── GESPEICHERTE DATEN
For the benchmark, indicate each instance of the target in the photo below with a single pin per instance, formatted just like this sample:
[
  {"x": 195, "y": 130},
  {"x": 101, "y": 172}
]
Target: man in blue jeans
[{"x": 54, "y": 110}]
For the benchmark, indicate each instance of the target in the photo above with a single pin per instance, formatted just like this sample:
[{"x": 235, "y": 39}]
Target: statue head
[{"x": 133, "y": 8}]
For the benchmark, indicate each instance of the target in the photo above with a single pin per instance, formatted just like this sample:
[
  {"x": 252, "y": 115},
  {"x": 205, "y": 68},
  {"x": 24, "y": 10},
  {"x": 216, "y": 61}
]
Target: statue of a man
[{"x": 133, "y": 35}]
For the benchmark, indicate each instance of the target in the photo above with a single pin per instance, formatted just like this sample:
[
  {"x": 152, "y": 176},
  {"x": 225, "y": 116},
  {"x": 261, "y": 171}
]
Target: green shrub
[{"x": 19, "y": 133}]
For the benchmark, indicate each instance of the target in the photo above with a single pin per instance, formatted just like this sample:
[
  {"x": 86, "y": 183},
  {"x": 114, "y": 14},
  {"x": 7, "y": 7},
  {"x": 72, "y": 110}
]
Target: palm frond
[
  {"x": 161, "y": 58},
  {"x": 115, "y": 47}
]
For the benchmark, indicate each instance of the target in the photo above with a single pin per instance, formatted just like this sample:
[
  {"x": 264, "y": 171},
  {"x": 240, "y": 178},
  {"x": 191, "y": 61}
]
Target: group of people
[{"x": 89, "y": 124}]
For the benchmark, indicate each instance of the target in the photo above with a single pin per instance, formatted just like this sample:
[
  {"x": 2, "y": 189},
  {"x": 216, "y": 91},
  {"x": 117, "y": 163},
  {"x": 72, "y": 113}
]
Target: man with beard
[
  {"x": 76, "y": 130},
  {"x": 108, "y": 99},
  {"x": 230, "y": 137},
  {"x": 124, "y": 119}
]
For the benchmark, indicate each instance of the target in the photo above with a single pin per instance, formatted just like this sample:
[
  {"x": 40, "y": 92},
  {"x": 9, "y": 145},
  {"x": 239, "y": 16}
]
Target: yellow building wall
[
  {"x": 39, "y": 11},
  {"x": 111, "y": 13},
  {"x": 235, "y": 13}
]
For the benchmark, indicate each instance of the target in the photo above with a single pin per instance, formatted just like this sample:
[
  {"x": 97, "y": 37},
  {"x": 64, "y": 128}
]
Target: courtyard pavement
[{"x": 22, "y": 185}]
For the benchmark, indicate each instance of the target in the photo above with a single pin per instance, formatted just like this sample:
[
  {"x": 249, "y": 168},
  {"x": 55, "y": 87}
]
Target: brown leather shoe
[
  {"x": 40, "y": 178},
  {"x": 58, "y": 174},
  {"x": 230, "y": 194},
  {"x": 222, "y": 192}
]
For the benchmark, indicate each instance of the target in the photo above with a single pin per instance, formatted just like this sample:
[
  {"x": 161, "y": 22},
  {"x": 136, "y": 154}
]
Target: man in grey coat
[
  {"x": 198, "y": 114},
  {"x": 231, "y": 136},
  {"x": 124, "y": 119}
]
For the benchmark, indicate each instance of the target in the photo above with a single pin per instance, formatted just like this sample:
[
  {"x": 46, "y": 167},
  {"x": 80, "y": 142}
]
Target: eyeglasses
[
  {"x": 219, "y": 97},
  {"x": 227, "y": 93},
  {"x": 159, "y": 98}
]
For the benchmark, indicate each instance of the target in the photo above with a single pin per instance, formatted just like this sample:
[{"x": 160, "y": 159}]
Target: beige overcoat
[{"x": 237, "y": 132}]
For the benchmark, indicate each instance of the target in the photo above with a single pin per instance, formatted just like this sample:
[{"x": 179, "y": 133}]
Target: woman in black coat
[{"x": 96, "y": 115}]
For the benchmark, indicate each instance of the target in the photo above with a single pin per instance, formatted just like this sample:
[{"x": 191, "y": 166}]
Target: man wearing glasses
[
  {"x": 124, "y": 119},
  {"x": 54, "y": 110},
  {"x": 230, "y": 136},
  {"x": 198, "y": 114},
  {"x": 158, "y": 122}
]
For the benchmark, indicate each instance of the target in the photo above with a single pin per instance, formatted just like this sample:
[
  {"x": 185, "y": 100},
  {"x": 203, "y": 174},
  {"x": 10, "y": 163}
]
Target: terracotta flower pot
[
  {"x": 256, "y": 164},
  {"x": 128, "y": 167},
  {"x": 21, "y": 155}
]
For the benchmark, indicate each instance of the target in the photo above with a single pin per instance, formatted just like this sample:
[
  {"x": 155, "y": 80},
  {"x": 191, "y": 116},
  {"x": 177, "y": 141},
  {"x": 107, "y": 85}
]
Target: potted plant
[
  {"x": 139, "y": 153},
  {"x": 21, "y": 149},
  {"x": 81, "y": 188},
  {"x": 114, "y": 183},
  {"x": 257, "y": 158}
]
────
── GESPEICHERTE DATEN
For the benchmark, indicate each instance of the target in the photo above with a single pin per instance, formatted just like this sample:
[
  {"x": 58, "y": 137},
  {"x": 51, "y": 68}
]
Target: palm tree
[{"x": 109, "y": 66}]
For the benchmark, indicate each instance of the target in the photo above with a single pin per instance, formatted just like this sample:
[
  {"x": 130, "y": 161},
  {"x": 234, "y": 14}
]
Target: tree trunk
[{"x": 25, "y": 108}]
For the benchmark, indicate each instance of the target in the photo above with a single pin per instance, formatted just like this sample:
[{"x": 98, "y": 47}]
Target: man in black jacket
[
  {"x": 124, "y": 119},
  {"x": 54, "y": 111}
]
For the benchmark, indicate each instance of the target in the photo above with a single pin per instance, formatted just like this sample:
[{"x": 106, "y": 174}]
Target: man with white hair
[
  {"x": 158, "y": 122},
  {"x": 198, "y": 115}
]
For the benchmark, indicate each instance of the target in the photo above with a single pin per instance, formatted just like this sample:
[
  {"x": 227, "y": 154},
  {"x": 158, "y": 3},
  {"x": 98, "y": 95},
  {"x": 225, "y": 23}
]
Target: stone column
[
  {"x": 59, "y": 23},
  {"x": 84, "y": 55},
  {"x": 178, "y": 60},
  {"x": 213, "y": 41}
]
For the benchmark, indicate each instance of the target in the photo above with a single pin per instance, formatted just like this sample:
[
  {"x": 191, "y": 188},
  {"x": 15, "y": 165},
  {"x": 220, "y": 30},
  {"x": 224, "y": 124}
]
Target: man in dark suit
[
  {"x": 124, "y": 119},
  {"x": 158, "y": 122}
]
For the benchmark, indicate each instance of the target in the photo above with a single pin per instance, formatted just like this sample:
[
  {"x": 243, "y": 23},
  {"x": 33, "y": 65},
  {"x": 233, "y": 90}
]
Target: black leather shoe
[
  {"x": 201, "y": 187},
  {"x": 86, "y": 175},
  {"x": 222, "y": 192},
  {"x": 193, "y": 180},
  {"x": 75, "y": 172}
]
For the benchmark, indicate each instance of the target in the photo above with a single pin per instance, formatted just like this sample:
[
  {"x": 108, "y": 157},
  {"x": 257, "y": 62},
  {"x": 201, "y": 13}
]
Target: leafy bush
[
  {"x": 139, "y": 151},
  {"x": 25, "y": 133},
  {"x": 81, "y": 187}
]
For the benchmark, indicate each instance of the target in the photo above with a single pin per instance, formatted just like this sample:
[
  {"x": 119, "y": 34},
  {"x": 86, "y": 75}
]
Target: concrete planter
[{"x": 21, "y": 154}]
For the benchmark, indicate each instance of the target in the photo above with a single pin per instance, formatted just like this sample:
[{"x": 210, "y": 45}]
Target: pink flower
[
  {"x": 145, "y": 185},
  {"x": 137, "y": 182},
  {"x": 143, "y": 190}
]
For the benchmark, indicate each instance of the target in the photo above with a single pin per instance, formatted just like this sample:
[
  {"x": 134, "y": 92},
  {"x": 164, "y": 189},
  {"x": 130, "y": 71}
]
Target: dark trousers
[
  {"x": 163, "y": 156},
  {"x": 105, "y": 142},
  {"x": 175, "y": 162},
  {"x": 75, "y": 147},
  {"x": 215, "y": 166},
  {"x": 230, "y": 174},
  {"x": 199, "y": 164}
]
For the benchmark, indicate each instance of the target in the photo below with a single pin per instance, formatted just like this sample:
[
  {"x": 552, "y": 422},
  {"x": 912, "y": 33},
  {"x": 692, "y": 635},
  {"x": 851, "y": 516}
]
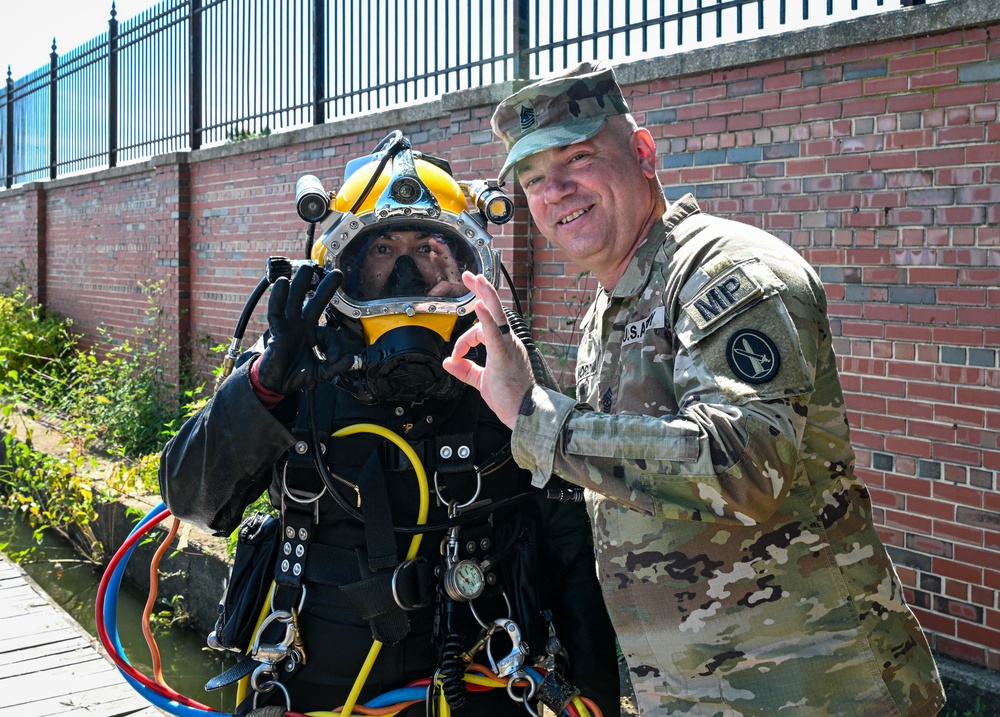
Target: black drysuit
────
### AUFGABENSTELLUNG:
Suche in den Zeilen oben jede heraus, die das Wort „flower“ enthält, und gib sie unverändert wieder.

### LÖSUNG DER AUFGABE:
Target: terracotta flower pot
Target: pink flower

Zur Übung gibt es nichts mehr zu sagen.